Nach Vollendung der Landreform 1952 wandte sich Mao an Stalin mit der Bitte um einen großen Kredit, um die Industrialisierung Chinas voranzubringen. Stalin, ewiger Gegenspieler, wies seine Bitte zurück mit der Bemerkung, die Wachstumsrate, die China erreichen wollte, sei „übertrieben“. Er ordnete tief greifende Einschnitte an, untersagte mehrere Projekte im Zusammenhang mit der Landesverteidigung und reduzierte die Anzahl der Industrieanlagen, die mit sowjetischer Hilfe gebaut werden sollten. Doch hatte Stalin selbst die Kollektivierung der Landwirtschaft in der Sowjetunion zwischen 1929 und 1933 geleitet und das den Agrarkollektiven auf dem Land entzogene Getreide dazu benutzt, um eine wachsende Zahl von Industriearbeitern zu ernähren und den Import von Maschinen aus dem Westen zu bezahlen. Diese Praxis führte zu einer Hungerkatastrophe in der Ukraine und anderen Regionen der Sowjetunion. Die Zahl der Todesopfer wird auf fünf bis zehn Millionen Menschen geschätzt.
Stalin war der Einzige, der Mao zurückhalten konnte. Nach dem Tod seines Meisters im März 1953 in Moskau, erhöhte Mao das Tempo der Kollektivierung. Zum Ende des Jahres wurde ein Getreidemonopol eingeführt, das die Bauern zwang, ihre Ernte zu staatlich festgelegten Preisen zu verkaufen. Von 1955 bis 1956 wurden Kollektive, ähnlich den Staatsgütern in der Sowjetunion, eingeführt. Den Bauern wurde das Land wieder weggenommen und die Landbevölkerung zu Schuldknechten im Dienste des Staates gemacht. In den Städten wurden Handel und Industrie zu Staatsaufgaben, da die Regierung private Unternehmen, kleine Geschäfte oder große Industrien gleichermaßen, enteignete. Mao nannte das die „Sozialistische Flutwelle“.
Doch 1956 erlebte Maos Programm der gewaltsamen Kollektivierung einen riesigen Rückschlag. Am 25. Februar, dem letzten Tag des XX. Parteitags der Kommunistischen Partei der Sowjetunion, verurteilte Nikita Chruschtschow die brutalen Säuberungen, Massendeportationen und die Hinrichtungen ohne Gerichtsverfahren unter Stalin. In einer stundenlangen Rede ohne Unterbrechungen vorgetragen im Großen Kremlpalast, der ehemaligen Moskauer Residenz der russischen Zaren, kritisierte Chruschtschow Stalins Personenkult und beschuldigte seinen früheren Meister, die Landwirtschaft in den frühen 1930er-Jahren zugrunde gerichtet zu haben. Stalin, so sagte er, „ging nirgendwo hin, traf sich nie mit Arbeitern oder Kolchosbauern“ und kannte das Land nur aus „Filmen, in denen die Situation auf dem Land verbrämt und schöngefärbt wurde“. Mao verstand dies als persönlichen Angriff auf seine eigene Autorität. Immerhin war er der Stalin Chinas, und Chruschtschows Rede musste Fragen zu seiner eigenen Führung aufwerfen, insbesondere zu dem Personenkult, der ihn umgab. Innerhalb von Monaten benutzten Premier Zhou Enlai und andere Chruschtschows Kritik der Staatsgüter, um die Geschwindigkeit der Kollektivierung zu drosseln. Es schien, als geriete Mao ins Abseits.

AUFGABENSTELLUNG
Auf wie viele Todesopfer wird die Hungerkatastrophe in der Ukraine und anderen Regionen der Sowjetunion im Textauszug zur Kollektivierung geschätzt?

DATENTEIL

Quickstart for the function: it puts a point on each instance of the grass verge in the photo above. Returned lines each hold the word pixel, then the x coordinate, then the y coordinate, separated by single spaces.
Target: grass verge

ERWARTETE AUSGABE
Auf fünf bis zehn Millionen Menschen.